Stored data
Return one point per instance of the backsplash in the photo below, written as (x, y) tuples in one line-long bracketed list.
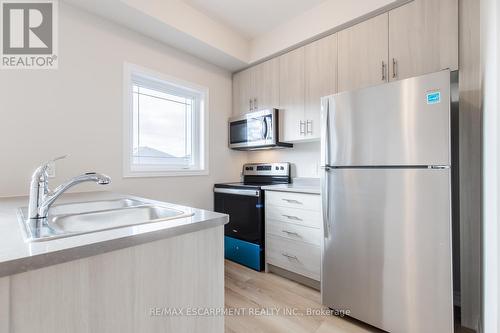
[(304, 157)]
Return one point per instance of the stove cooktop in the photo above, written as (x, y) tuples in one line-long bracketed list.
[(256, 186)]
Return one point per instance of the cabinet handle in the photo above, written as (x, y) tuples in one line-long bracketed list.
[(292, 201), (289, 256), (291, 233), (309, 127), (292, 217), (394, 68)]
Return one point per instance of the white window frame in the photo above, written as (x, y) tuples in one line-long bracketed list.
[(200, 117)]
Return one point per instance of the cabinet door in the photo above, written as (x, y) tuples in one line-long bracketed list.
[(320, 80), (423, 38), (242, 91), (266, 84), (363, 54), (292, 94)]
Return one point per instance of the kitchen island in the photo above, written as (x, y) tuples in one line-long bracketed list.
[(155, 277)]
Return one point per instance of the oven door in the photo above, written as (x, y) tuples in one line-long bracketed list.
[(253, 129), (245, 208)]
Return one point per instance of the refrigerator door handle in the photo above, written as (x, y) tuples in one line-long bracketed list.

The request
Your copy should hold every record word for word and none of the pictures.

Answer for this exercise
Return one point per instance of the backsplash in the photo below, written as (x, y) tuples in one line-long bracketed list.
[(304, 157)]
Return one point per instance of the stove cooktop in the photo above, written as (x, y) tuples in one line-long bracketed list.
[(256, 186)]
Return one point per instance of the cabinet handle in the photo above, written as (x, y) tuples in one line-long bracketed list.
[(292, 201), (289, 256), (291, 233), (309, 127), (292, 217), (394, 68)]
Return one point per instance of the white window frame in the photo above, written as (x, y) tuples in one line-long bracketed list.
[(200, 117)]
Return one point per instance of the cabinet door in the photo above, written as (x, y) tuples in one line-long bracketed list.
[(320, 80), (423, 38), (242, 91), (266, 84), (363, 54), (292, 94)]
Return one point per instance of the kitchen island in the photo above, written as (x, y) tuples in one line-long bracketed list.
[(155, 277)]
Return one point per instance of the oven door in the photo above, written as (x, y) tuples in one line-long bracketed list.
[(253, 129), (245, 208)]
Return one point per instance of the refrigerator door handle in the photo above, written as (x, y) tuples in one line-long bracketed list.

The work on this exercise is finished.